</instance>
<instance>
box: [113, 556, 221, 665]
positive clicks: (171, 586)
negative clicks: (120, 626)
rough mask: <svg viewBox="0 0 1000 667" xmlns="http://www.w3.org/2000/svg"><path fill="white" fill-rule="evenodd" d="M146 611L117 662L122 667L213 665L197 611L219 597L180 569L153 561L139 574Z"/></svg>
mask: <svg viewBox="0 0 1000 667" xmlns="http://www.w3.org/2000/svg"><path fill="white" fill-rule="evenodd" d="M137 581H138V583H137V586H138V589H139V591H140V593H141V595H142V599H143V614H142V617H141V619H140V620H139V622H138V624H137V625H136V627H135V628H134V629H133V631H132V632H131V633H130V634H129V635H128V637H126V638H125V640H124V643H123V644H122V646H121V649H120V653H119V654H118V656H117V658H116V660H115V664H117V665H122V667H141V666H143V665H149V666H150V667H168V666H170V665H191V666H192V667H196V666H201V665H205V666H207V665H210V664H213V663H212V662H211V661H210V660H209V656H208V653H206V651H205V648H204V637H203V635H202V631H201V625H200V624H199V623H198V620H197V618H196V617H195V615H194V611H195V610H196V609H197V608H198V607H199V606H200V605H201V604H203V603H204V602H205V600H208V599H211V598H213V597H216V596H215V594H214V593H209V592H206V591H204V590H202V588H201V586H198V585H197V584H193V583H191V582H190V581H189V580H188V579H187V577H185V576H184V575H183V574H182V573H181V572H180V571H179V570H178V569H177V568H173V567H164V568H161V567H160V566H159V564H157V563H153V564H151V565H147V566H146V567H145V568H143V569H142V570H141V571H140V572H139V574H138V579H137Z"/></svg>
• • •
**What you have to do**:
The first line of the listing above through the line containing "negative clicks: (120, 626)": print exactly that, both ends included.

**Output of the task**:
</instance>
<instance>
box: [113, 556, 221, 665]
positive clicks: (171, 586)
negative clicks: (120, 626)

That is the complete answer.